What you should do:
Reproduce the data exactly.

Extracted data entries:
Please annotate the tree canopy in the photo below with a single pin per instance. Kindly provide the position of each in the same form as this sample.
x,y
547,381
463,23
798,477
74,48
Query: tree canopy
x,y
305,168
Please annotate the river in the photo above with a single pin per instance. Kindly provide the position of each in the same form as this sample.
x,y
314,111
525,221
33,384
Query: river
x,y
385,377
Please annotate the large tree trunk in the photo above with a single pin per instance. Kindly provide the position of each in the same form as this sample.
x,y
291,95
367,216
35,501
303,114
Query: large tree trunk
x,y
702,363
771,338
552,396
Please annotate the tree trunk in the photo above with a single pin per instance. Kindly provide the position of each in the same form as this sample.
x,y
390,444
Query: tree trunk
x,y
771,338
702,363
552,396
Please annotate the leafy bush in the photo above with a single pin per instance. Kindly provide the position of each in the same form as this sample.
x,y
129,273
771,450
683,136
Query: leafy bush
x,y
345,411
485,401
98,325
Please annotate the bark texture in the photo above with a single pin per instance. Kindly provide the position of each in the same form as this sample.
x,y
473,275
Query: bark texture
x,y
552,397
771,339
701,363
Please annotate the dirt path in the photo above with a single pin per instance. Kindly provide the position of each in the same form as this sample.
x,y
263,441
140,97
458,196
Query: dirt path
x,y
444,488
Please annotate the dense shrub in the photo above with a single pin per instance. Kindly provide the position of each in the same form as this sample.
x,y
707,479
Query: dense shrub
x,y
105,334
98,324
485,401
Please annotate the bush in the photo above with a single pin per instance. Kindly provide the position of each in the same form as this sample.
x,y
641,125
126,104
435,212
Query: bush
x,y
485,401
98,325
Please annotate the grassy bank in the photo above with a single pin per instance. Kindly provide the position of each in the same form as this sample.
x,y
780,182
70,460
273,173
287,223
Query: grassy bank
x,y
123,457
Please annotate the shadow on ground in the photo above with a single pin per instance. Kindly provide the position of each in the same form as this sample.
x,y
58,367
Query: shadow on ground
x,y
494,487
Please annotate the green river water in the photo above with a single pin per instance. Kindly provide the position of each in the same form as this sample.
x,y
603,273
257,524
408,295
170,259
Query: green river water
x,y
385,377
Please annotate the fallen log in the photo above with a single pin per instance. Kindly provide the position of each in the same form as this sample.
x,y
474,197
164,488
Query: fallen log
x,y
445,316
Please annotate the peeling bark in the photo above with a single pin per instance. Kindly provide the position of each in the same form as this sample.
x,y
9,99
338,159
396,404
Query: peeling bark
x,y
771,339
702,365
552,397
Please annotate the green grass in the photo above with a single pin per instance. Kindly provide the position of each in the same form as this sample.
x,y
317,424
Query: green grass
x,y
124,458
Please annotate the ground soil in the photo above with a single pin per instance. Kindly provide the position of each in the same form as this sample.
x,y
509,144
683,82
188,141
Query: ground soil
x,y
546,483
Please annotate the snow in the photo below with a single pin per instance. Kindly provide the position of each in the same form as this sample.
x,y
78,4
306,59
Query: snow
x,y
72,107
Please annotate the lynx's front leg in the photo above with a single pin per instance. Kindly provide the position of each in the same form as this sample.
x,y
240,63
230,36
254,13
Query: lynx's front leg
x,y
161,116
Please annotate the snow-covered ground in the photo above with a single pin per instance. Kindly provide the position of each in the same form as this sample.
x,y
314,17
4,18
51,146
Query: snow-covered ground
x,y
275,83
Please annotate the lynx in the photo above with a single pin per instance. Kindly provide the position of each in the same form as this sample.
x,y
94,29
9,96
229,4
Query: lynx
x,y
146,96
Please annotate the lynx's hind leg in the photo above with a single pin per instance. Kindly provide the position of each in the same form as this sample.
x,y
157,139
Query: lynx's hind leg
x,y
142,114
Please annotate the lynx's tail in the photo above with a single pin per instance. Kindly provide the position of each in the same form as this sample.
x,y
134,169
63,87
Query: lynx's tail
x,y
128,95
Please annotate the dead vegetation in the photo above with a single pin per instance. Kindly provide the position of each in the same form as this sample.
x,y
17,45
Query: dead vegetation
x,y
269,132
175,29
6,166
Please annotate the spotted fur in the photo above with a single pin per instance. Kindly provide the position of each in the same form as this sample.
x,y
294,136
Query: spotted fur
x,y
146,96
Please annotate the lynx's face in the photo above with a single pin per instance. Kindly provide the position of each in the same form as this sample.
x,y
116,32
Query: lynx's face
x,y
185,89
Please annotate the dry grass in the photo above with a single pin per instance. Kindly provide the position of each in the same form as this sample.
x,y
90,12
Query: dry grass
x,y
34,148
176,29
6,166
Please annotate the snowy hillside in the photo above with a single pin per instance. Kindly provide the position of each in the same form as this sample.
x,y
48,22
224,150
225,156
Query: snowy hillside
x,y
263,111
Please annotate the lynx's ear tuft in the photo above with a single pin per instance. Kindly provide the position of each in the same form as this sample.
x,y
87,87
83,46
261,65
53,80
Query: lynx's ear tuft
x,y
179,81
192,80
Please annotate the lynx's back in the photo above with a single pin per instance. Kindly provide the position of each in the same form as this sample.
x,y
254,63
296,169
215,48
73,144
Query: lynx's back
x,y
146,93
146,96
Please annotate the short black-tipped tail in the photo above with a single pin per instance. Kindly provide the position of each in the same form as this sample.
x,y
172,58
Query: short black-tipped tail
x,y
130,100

Result below:
Please annotate the tree canopy in the photo below with a single pin per instance. Kindly provide the position of each in the same form as this sample.
x,y
547,381
463,23
798,477
74,48
Query: tree canopy
x,y
305,168
Please annotate the river in the photo above with a single pin per instance. Kindly provide the position of each in the same form as this sample.
x,y
314,111
525,221
33,384
Query: river
x,y
385,377
Please annotate the large tree trunk in the photo above with a single pin per instance. Kindly provide the position of each in the same form as this sample.
x,y
291,95
367,216
35,501
303,114
Query: large tree trunk
x,y
702,363
771,338
552,396
Please annotate the tree trunk in the photo above with a single pin per instance. Kindly provide the position of each in the same form as this sample.
x,y
390,444
Query: tree trunk
x,y
771,338
702,363
552,396
Please annotate the leafy bush in the photo above with a single pin per instance. Kindly provide the position of each in the same form as this sample.
x,y
129,273
771,450
683,136
Query: leafy bush
x,y
345,411
485,401
98,325
Please annotate the bark texture in the photo above with a single pin per instance. Kindly provide the position of each in the same form as this sample.
x,y
473,275
Query: bark texture
x,y
552,397
771,339
701,363
Please annotate the dirt path in the photo above with a single pin per instance. Kindly provide the position of each in the same form as this sample.
x,y
263,441
140,97
458,196
Query: dirt path
x,y
444,488
Please annotate the dense shrub in the photo above with a single pin per instance. Kindly provide the position of each in the same form as this sample.
x,y
707,479
Query: dense shrub
x,y
105,334
98,324
485,401
Please annotate the bush in the photo above with a single pin per instance. Kindly provide the position of each in the same form as this sample.
x,y
641,125
126,104
435,212
Query: bush
x,y
485,401
98,325
Please annotate the grassy bank in the photo above with a single pin per instance. Kindly provide the position of each in the same form as this sample.
x,y
780,182
70,460
273,173
287,223
Query: grassy bank
x,y
123,457
Please annotate the shadow on ground in the photo above with a single pin per instance. Kindly provide the position of each in the same form as this sample.
x,y
58,367
Query: shadow on ground
x,y
494,487
Please annotate the green river water in the photo above with a single pin per instance. Kindly provide the position of each in the same form as this sample.
x,y
603,273
257,524
408,295
170,259
Query: green river water
x,y
385,377
Please annotate the fallen log in the photo above with a single pin per instance. Kindly provide the position of each in the same form as this sample.
x,y
474,197
164,488
Query: fallen log
x,y
445,316
Please annotate the peeling bark in the photo above with a single pin per instance. Kindly provide the position of each in the same form as this sample.
x,y
9,99
338,159
396,404
Query: peeling bark
x,y
771,339
702,365
552,397
Please annotate the green grass in the photo above with a single pin per instance. Kindly provide the position of each in the same form as this sample.
x,y
317,424
Query: green grass
x,y
124,458
Please annotate the ground soil in the photo above with a single pin per instance. Kindly provide the position of each in the same form as this sample.
x,y
509,144
683,82
188,141
Query: ground soil
x,y
546,483
Please annotate the snow in the photo below with a single pin per instance. Kindly provide the position of each in the same form as this sample.
x,y
78,4
306,59
Query: snow
x,y
72,107
Please annotate the lynx's front leg in the photo above with a single pin per instance. Kindly provide the position of each in the same form as this sample.
x,y
240,63
230,36
254,13
Query: lynx's front leg
x,y
161,116
Please annotate the snow-covered ground in the photo above with a single pin per instance. Kindly provide the position of each in the same form as this sample.
x,y
314,17
4,18
51,146
Query: snow-covered ground
x,y
275,83
Please annotate the lynx in the photo above with a single pin per instance. Kindly provide the position of each in the same form as this sample.
x,y
94,29
9,96
229,4
Query: lynx
x,y
146,96
Please annotate the lynx's hind leg in the photo above with a single pin per instance. Kindly provide the position of each in the same form as this sample.
x,y
157,139
Query: lynx's hind leg
x,y
142,114
Please annotate the lynx's tail in the photo above with a single pin per instance. Kindly provide the position of each in the same form as this sample.
x,y
134,169
63,87
Query: lynx's tail
x,y
128,95
Please annotate the dead vegetation in the photo above with a single pin per instance. Kindly provide the position of each in the same form as this sample.
x,y
17,45
Query: dead vegetation
x,y
269,132
175,29
6,166
Please annotate the spotted fur in the photo above with a single pin per instance. Kindly provide the position of each in the same form as this sample.
x,y
294,136
Query: spotted fur
x,y
146,96
Please annotate the lynx's face in the photo above with a single pin per instance. Kindly provide the position of each in the same form as this sample.
x,y
116,32
Query: lynx's face
x,y
185,89
Please annotate the dry grass in the photo above with a single pin per instance. Kindly provide the position of each in the same form as this sample.
x,y
90,12
Query: dry grass
x,y
34,148
176,29
6,166
Please annotate the snowy hillside in the photo above with a single pin per instance. Kindly provide the position of each in the same form as this sample.
x,y
48,22
224,150
225,156
Query: snowy hillside
x,y
263,111
Please annotate the lynx's ear tuft in the photo above with a single pin per instance. Kindly provide the position of each in the same form as this sample.
x,y
87,87
83,46
261,65
53,80
Query: lynx's ear tuft
x,y
179,81
192,80
Please annotate the lynx's back in the photo above with a single pin per instance. Kindly provide the position of each in the same form as this sample.
x,y
254,63
296,169
215,48
73,144
Query: lynx's back
x,y
146,93
146,96
Please annotate the short black-tipped tail in the photo above with a single pin per instance. Kindly provide the position of each in the same form as this sample.
x,y
172,58
Query: short black-tipped tail
x,y
130,100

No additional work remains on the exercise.